::: SOURCE DATA

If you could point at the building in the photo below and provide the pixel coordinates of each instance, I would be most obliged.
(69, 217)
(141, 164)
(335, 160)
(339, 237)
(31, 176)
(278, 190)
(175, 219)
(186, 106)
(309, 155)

::::::

**WHAT TO PRODUCE**
Return every record above. Copy each one exactly.

**REPLY**
If you could point at the building in the photo below and provide the pixel coordinates of each instance, I would be most obliged.
(69, 217)
(141, 164)
(335, 160)
(339, 237)
(31, 176)
(278, 190)
(175, 219)
(186, 106)
(309, 155)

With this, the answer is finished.